Task to carry out
Write the records out again exactly, leaving no images in.
## Start Material for this exercise
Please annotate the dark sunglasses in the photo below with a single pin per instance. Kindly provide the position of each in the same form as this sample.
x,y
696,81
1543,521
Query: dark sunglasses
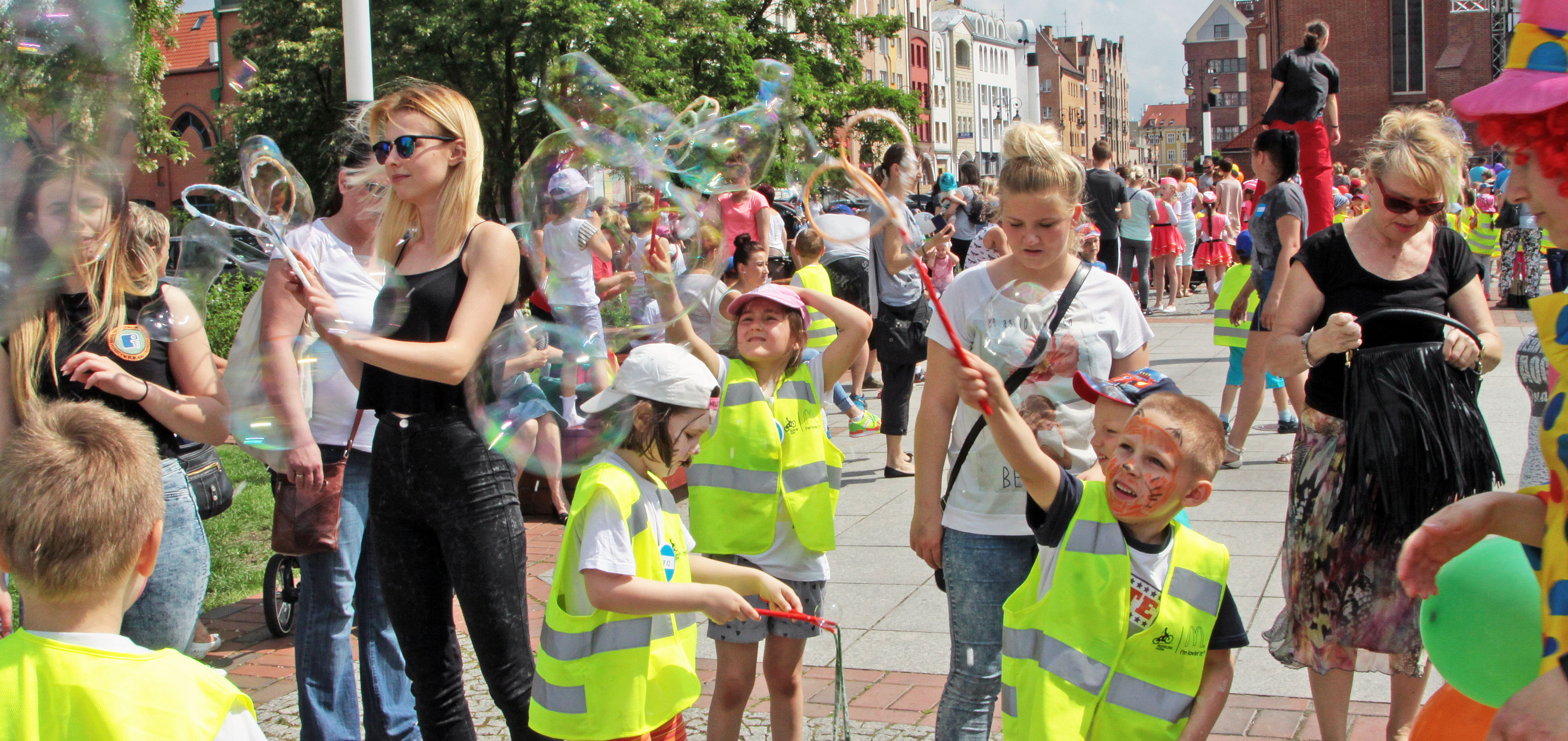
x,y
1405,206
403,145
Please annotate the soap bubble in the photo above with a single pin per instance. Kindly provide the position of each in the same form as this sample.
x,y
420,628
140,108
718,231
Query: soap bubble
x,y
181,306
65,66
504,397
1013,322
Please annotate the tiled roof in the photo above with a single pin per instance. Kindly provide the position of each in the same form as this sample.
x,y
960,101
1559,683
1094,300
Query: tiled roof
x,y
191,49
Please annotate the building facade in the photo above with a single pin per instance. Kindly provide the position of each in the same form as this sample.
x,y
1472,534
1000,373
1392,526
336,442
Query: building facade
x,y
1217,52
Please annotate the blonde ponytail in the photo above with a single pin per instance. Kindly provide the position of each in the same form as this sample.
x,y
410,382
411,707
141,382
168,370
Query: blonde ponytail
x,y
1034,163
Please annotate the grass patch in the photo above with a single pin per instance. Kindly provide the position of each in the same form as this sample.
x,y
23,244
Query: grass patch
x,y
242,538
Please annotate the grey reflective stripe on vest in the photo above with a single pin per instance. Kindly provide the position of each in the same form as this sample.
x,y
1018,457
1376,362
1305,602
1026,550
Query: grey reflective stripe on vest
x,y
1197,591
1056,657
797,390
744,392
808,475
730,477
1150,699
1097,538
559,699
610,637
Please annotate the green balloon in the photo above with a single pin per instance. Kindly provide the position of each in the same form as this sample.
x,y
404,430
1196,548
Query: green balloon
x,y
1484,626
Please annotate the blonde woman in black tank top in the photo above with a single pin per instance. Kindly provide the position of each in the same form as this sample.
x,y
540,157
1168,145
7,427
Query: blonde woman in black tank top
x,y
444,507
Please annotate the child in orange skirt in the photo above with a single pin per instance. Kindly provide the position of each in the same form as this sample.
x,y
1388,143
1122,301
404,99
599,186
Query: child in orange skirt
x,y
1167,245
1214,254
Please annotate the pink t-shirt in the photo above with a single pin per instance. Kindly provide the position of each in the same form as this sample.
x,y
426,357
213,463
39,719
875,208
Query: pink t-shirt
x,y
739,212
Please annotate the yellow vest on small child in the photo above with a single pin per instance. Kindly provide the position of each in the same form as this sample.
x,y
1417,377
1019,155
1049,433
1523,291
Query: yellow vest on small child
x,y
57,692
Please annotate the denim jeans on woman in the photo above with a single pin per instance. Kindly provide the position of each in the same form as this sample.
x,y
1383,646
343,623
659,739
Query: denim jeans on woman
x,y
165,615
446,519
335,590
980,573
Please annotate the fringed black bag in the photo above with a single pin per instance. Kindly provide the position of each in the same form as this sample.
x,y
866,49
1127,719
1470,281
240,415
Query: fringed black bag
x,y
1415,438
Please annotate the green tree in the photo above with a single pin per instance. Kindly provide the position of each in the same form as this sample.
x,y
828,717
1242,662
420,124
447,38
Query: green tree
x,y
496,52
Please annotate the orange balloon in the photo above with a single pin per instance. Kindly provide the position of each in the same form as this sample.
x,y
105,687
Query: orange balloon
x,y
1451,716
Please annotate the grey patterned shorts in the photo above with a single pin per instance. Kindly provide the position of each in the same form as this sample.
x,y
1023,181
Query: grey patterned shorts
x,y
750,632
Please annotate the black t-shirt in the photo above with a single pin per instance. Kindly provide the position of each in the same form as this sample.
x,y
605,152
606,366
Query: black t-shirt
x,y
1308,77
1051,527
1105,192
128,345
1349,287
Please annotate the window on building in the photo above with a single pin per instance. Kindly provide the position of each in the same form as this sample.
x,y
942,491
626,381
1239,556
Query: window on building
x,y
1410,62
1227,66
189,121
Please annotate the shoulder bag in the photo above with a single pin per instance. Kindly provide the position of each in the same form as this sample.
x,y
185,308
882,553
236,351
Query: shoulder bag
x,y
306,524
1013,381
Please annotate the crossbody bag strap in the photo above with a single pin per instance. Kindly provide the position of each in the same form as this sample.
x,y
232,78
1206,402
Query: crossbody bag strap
## End Material for this exercise
Response to the exercise
Please annotate the dark sunglasses in the photo below with a single pin per instance. Kindly provide the position of each in the same form as this sample.
x,y
696,81
1543,521
Query: dark sunglasses
x,y
1405,206
403,145
Please annotate the soap bubble in the photo above with a single pin per instance. Kindly provide the position of each in the same form as this sample.
x,y
420,628
140,108
718,231
Query: soap bubble
x,y
181,306
65,66
504,397
1013,322
Please annotate the tiled roof in the photo above with a single pin per instance. Kindly provide the position of each in the same form as this sample.
x,y
960,101
1559,683
1094,300
Query: tiled roof
x,y
191,49
Please annotate the building facade in the photo above with a single pin per instance. Kindly provide the position of each in the same form as this sample.
x,y
1472,534
1000,373
1392,526
336,442
Query: building facade
x,y
1217,52
Please annotate the blonde ponytail in the photo above with a single pin per instance. Kindly provide the position of each in the same form as this sample.
x,y
410,382
411,707
141,382
168,370
Query: blonde ponytail
x,y
1034,163
Please annotate the grass patch in the photo above with a single pin per instance. Kindly provide the position of each in the same form as this sample.
x,y
23,244
Query: grass patch
x,y
242,538
Please annotate the grey reflective stripe on vest in the photo above with a single pin per instance. Kindly provide the position of each in the same form as this sample.
x,y
1018,457
1376,362
1305,602
1026,550
Query: grey reflective stripe on vest
x,y
1197,591
1056,657
797,390
744,392
808,475
730,477
1150,699
1097,538
559,699
610,637
Please annotate the green balloon in the photo above with a single pin per instance. Kindly provide the position of each in the same form as this sample.
x,y
404,430
1196,548
Query: green balloon
x,y
1484,626
Please annotate the blonde woman in black tank top in the photo above with a single pin per instance. Kindly provide the position of each in the same form as this sample.
x,y
540,157
1168,145
7,427
Query: blonde woman in black tank top
x,y
444,507
Please annotate the child in orange skirt in the photo above with a single pin per instance. Kindly provide the position of each in the same form as this sample.
x,y
1388,143
1122,301
404,99
599,186
Query: child in orange skirt
x,y
1167,245
1214,254
Please annotate the pink t-shirt in the photo above with a single pin per instance. Kindly provide the position of each in the same form as this sample.
x,y
426,357
213,463
39,719
875,208
Query: pink t-shirt
x,y
739,212
Please annotate the yellow vest on small child in the photo above with a single pin per instance. Kindly provide the position of each in the same form as this sample.
x,y
1417,377
1019,155
1049,433
1523,291
Query: yellow vest on small child
x,y
57,692
Please annotate the denim jeans on woman in the photo above with a single pin per instance. Kindly provide the position of each in the same form as this sample.
x,y
1383,646
343,623
659,739
Query: denim jeans on woman
x,y
165,615
446,519
335,590
980,573
Please annotate the fringed black bag in the photo above with a single pin per instance. Kindly provide the position of each in the same form as this sample.
x,y
866,49
1127,719
1470,281
240,415
Query: fringed black bag
x,y
1415,438
Please annotate the green tree in the photo above with a single pin per instance. Kindly provide the position of each in the same form as this sample.
x,y
828,717
1242,662
420,124
447,38
Query: green tree
x,y
496,52
Please annotate the orange balloon in the photo above with a single pin per instance. Kindly provide the position of each in the same form as this sample.
x,y
105,687
Query: orange balloon
x,y
1451,716
Please annotate the grey patterned shorts in the photo above with a single pin per instance. Kindly provide the position of each in the same form as this sample.
x,y
1023,181
Query: grey patterned shorts
x,y
750,632
Please annotate the black t-shirt in the photo above with a single pin per instance. Kindly provide the position of each in the same form as this sample.
x,y
605,152
606,366
Query: black t-shirt
x,y
1308,77
1051,527
1105,192
128,345
1349,287
Please annotate the window on building in the photo above with a single pin per instance. Kindly provide the position of each in the same form as this sample.
x,y
942,491
626,381
1239,556
Query: window on building
x,y
1410,62
1227,66
189,121
Please annotate the shoulder bag in the photo above with a single pin per instance. Kindly provide the position of each in the same form as this sample.
x,y
185,308
882,553
236,351
Query: shoulder bag
x,y
306,524
1013,381
Please annotate the crossbody bag strap in the photo above with a single pin per instance. Kindly provide the position of each in the same form as this sample.
x,y
232,78
1206,402
Query: crossbody bag strap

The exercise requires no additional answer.